Before we conclude, I want to thank you for your interest in Vail Resorts and hope you will join us at one of our extraordinary properties this season. Our Company is readying for the first snowfall and the excitement is building for the upcoming season. At this time I would like to thank all of our employees for their passion and commitment to this organization. It never ceases to amaze me how dedicated they are to the success of our Company.
At this time, Jeff and I will be happy to answer your questions. Operator, we are ready for questions.
Operator
Thank you, sir. (Operator Instructions). Our first question comes from the line of Shaun Kelley with Bank of America Merrill Lynch. Please go ahead.
- Analyst
Hi guys, good morning. Jeff, just had a quick question about the guidance to start off with. Kind of wanted to get your sense, obviously you're seeing some positive trends in the bookings and the season pass activity has picked up. How do you start thinking about, as we look at the guidance, how do you think about the mix between visitation and what you guys are going to be able to do on the pricing side looking out to next year?
- CFO
Thanks, Shaun. I think our guidance contemplates a balance of both, so when we look at what increases we'll see in Mountain revenue over the course of the year, we think it's pretty well balanced between the impacts of price increases and the impact of destination visitation increases, as well as increases in overall pass revenue from the price increases especially.
- Analyst
Got it. And could you just remind us a little bit more what you have done in the past pricing this season versus last season?
- CFO
Sure. Rob, do you want to speak to that a little bit on pass pricing?

* **Given problem**
Return everything in the call transcript from "Before we conclude, I" down to "ready for questions.", copied word for word. Work only from the call transcript above.

* **Given information**
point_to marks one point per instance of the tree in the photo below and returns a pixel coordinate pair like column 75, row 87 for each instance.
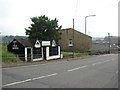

* **Exercise result**
Before we conclude, I want to thank you for your interest in Vail Resorts and hope you will join us at one of our extraordinary properties this season. Our Company is readying for the first snowfall and the excitement is building for the upcoming season. At this time I would like to thank all of our employees for their passion and commitment to this organization. It never ceases to amaze me how dedicated they are to the success of our Company.
At this time, Jeff and I will be happy to answer your questions. Operator, we are ready for questions.